_TASK DIRECTIONS:_
In how many lines of the data below does the word "hill" appear? Reply with the number and nothing more.
· · · ·
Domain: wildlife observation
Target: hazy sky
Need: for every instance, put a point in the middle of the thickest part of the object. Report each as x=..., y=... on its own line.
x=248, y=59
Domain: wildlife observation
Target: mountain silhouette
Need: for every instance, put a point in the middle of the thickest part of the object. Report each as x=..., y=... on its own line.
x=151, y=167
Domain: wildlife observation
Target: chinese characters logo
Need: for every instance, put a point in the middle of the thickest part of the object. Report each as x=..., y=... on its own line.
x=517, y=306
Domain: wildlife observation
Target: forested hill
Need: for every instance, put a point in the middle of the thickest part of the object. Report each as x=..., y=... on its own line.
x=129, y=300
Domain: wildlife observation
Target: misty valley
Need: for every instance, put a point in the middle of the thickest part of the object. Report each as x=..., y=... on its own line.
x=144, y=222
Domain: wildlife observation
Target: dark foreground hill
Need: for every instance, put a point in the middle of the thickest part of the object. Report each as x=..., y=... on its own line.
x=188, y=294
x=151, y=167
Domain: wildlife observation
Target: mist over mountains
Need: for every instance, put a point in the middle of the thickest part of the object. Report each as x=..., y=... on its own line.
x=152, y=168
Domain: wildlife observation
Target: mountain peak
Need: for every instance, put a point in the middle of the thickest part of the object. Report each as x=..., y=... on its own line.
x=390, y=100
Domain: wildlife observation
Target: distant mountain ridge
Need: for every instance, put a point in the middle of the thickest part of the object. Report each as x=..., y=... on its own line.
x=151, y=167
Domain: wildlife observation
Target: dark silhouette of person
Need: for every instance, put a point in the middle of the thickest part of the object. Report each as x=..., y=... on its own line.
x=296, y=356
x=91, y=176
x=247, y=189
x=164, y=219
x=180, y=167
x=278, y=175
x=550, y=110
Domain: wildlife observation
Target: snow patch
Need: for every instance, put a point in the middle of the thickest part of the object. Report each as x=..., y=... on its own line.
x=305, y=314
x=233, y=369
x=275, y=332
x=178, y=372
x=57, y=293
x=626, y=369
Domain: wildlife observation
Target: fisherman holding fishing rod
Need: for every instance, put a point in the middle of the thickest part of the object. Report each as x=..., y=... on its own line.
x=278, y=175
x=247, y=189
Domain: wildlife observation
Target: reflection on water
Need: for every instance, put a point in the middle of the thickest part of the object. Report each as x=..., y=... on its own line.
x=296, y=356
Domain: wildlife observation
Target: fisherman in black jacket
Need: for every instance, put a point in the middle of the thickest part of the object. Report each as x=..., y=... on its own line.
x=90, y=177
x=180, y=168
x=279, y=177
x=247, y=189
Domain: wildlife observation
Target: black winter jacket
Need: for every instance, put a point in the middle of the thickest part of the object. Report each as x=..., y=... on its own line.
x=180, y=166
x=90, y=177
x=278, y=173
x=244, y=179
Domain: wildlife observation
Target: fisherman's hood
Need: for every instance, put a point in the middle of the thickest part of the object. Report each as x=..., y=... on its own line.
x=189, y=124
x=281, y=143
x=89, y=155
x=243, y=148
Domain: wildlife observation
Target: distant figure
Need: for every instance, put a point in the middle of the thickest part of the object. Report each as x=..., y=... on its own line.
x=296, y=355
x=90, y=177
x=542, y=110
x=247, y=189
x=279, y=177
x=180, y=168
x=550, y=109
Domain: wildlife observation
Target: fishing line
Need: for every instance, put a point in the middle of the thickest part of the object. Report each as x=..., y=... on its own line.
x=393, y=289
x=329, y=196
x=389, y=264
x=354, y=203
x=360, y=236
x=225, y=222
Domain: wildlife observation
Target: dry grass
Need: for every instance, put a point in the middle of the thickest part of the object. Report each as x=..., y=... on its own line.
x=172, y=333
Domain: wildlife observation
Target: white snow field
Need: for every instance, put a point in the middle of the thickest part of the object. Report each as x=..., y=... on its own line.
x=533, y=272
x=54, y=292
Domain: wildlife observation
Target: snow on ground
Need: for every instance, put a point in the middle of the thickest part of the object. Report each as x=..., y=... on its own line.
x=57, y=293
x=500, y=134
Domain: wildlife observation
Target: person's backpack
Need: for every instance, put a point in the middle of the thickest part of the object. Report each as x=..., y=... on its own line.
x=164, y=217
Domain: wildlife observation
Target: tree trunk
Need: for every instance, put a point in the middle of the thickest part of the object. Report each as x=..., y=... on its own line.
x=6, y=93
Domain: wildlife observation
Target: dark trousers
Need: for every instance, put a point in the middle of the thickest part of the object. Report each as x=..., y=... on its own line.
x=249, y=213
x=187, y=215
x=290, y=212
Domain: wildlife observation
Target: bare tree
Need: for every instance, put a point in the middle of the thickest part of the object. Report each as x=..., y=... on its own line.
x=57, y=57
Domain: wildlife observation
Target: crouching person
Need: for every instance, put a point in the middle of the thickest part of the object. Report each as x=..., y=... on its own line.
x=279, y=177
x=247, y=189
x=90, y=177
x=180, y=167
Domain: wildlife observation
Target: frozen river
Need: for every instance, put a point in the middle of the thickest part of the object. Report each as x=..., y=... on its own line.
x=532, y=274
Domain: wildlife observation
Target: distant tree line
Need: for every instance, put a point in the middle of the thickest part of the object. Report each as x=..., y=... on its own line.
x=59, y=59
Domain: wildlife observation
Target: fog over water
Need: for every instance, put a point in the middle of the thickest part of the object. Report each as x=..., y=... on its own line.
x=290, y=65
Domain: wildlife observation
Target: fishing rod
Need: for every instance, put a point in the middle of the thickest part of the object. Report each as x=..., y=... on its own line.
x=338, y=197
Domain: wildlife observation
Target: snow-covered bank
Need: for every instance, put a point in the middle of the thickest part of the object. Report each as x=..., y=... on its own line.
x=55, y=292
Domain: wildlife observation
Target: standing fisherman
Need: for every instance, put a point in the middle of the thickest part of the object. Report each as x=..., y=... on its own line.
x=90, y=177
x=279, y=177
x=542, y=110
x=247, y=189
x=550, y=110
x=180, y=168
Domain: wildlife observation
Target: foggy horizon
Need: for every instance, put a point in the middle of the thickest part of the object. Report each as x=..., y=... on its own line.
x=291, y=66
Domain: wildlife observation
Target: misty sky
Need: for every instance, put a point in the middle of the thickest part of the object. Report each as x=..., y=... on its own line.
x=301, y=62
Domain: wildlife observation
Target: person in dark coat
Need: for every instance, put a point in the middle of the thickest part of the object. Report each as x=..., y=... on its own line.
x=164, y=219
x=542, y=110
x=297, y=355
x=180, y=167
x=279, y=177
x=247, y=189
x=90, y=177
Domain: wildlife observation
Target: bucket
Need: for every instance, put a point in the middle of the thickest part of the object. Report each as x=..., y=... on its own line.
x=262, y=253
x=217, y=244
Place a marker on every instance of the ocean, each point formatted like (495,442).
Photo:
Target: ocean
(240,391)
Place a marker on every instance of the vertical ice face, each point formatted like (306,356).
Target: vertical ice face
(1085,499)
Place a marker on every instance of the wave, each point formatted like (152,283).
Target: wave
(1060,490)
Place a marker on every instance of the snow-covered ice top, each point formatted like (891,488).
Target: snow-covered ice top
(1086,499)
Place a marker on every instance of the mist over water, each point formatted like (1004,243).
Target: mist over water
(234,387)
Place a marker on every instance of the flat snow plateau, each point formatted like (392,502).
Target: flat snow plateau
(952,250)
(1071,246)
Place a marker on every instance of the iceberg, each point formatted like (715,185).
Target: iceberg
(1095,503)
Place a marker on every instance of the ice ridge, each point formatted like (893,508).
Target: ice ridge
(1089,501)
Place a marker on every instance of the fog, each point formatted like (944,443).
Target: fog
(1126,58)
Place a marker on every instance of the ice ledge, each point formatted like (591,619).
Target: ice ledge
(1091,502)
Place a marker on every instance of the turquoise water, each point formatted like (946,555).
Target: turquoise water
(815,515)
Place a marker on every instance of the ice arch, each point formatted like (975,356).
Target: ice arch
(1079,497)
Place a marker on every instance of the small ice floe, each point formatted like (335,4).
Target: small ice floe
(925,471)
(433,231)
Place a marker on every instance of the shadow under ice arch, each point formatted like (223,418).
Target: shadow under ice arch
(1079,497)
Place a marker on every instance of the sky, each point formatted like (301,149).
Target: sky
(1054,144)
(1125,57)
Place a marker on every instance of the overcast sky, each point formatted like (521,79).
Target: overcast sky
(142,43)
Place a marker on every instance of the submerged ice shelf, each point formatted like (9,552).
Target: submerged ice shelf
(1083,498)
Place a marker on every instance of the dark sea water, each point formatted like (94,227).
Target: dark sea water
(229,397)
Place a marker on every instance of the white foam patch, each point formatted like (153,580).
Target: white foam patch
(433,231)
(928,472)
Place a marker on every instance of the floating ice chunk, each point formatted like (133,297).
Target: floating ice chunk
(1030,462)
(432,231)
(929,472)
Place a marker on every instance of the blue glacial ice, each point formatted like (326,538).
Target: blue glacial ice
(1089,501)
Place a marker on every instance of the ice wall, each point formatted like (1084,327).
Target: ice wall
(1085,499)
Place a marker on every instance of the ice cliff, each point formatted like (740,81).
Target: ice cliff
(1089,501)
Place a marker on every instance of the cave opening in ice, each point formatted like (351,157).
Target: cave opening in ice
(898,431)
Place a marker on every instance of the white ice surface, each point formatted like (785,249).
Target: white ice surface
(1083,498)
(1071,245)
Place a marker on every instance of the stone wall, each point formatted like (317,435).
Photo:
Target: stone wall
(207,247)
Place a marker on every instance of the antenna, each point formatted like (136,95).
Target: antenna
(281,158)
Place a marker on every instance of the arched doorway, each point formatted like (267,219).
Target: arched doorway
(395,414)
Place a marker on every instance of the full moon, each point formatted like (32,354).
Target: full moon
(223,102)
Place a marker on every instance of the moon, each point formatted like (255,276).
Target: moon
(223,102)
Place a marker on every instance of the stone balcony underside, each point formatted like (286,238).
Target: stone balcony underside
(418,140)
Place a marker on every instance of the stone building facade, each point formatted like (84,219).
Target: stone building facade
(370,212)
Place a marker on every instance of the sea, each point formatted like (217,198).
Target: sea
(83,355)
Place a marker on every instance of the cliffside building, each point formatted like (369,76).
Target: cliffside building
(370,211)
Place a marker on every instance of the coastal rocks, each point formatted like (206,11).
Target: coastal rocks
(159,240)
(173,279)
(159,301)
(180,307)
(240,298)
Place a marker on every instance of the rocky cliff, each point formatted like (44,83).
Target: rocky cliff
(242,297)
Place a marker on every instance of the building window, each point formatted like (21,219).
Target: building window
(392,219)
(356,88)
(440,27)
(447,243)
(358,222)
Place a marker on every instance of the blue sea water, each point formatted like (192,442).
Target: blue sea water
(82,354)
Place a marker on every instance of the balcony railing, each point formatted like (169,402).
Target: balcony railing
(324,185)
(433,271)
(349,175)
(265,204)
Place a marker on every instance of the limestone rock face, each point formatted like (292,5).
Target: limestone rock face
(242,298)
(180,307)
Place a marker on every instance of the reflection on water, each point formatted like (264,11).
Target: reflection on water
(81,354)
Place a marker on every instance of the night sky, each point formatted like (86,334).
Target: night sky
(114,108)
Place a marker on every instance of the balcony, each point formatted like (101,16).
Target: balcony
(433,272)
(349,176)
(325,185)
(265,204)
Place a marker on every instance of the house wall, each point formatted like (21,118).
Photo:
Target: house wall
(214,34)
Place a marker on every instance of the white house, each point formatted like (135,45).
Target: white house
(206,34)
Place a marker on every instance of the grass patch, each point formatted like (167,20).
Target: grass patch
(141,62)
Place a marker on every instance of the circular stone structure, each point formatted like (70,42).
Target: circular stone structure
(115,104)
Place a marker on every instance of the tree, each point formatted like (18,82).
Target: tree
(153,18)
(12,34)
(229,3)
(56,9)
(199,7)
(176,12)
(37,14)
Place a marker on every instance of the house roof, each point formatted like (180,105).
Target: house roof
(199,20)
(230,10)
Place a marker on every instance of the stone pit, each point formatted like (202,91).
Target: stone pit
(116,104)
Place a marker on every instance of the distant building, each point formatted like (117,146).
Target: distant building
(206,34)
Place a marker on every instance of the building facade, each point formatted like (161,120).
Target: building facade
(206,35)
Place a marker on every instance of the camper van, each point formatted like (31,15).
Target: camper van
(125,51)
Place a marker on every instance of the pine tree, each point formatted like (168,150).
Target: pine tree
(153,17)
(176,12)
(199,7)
· · · ·
_OUTPUT FOR THIS EXERCISE:_
2